The Treasure is not only situated within a close distance from the healthcare city, it is also close to the island’s airport. In addition to that, the project’s high-end residential units – which will vary between one-bedroom apartments, two-bedroom apartments, three-bedroom apartments, and penthouses – will offer its residents a mesmerizing view of the gulf waters.

In addition to that, the project will also comprise luxurious entertainment facilities that include an outdoors swimming pool, a gym, a private cinema, and a gaming area.

Waterbay West Project:

This is probably the finest example that reflects the foundation’s creativity and willingness to bring brand new concepts not only into the Bahraini market, but also to the whole GCC.

In partnership with Paramount Residences, Bin Faqeeh has unveiled the new Waterbay West project last month; the project, which is planned to be open within the second quarter of 2019, is aiming at bringing about the Hollywood Lifestyle through three towers that consist of 10 stories.

Upon its announcement during an event which was attended by Shaikh Khalid bin Humood Al Khalifa, the chief executive of Bahrain Tourism and Exhibtion Authority (BTEA), as well as Steven Seagal, the famous American actor and producer and Ghassan Aridi, the chairman of Paramount Hotels and Resorts.

According to Bin Faqeeh, this project is considered a challenge for the foundation as they are trying to open the project as soon as possible since Dubai, the top tourism destination in the region, does not have any projects of the same type yet and Riyadh, the capital of the Kingdom of Saudi Arabia, has one that is still not open yet.

Bin Faqeeh also explained that the design and the concept of the trio of towers will be brand new to the architectural landscape of the Kingdom of Bahrain. The first tower will feature 180 apartments, while the second will feature 200 and the third will feature 189 units.

Al Sidra:

Situated at the heart of Diyar Al Muharraq island, Al Sidra’s strategic location grants its residents almost an instant access to some of the top attractions like Marassi Beach, Amwaj Island and Dragon City.

The project is also 15 minutes away from Bahrain International Airport.

In addition to the unique and variant design styles of the residential units, the project will offer multiple luxurious amenities that include the stunning Flamingo Park, the public beaches and the connected waterways.

All of these promising features and upcoming projects reflect the unique brand Bin Faqeeh Foundation has established for itself through the past decade. It is safe to say that such projects will help the Bahraini real estate market to grow more robust as one of the top attractions of investments and tourism in the GCC.

● PROVIDED MATERIAL
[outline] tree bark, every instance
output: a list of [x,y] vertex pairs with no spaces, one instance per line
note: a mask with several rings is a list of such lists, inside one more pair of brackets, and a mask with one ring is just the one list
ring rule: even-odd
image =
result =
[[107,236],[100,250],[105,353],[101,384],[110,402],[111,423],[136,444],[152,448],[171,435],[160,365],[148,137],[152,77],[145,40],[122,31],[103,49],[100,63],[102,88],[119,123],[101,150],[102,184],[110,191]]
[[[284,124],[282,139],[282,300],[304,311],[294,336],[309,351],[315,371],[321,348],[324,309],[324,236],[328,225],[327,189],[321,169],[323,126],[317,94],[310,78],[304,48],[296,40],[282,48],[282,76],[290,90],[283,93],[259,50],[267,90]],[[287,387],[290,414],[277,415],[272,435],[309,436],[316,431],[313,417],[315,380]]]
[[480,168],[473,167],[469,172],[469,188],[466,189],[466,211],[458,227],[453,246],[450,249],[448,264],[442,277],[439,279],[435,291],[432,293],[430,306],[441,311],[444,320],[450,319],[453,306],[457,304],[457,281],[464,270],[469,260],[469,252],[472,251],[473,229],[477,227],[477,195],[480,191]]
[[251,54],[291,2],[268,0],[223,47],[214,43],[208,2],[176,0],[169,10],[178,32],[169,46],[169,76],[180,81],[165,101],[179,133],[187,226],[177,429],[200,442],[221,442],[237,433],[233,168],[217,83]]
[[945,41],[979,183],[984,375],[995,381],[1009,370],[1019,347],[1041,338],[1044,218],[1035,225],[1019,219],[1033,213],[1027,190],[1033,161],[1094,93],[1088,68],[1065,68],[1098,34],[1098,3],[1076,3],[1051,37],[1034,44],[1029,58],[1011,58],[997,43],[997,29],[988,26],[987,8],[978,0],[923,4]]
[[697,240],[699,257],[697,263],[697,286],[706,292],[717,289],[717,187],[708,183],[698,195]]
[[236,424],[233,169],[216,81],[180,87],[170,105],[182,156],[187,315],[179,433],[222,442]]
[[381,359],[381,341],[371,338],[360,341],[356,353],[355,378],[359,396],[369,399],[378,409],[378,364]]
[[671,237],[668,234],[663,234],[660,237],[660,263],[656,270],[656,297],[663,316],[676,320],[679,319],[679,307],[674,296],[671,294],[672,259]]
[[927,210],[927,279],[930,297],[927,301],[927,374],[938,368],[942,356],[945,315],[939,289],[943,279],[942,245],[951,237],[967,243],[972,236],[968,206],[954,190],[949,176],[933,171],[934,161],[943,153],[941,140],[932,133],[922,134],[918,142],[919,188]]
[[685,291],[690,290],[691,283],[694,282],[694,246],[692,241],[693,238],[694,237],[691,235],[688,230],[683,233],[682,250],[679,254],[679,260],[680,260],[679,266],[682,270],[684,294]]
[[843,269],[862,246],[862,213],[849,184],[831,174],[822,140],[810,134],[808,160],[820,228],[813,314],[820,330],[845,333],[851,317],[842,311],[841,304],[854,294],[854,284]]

● TASK LIST
1: Answer these questions using the Bahrain property excerpt.
(a) Which entertainment facilities will The Treasure include?
(b) How many apartments will the second Waterbay West tower have?
(c) How far is Al Sidra from Bahrain International Airport?
2: Update the Bahrain property excerpt from "The project is" through "in the GCC." by changing "Flamingo Park" to "Lagoon Park", and write out the revised passage.

● RESULTS FOR THE EXERCISE
1:
(a) An outdoor swimming pool, a gym, a private cinema, and a gaming area.
(b) 200 apartments.
(c) 15 minutes.

2:
The project is also 15 minutes away from Bahrain International Airport.

In addition to the unique and variant design styles of the residential units, the project will offer multiple luxurious amenities that include the stunning Lagoon Park, the public beaches and the connected waterways.

All of these promising features and upcoming projects reflect the unique brand Bin Faqeeh Foundation has established for itself through the past decade. It is safe to say that such projects will help the Bahraini real estate market to grow more robust as one of the top attractions of investments and tourism in the GCC.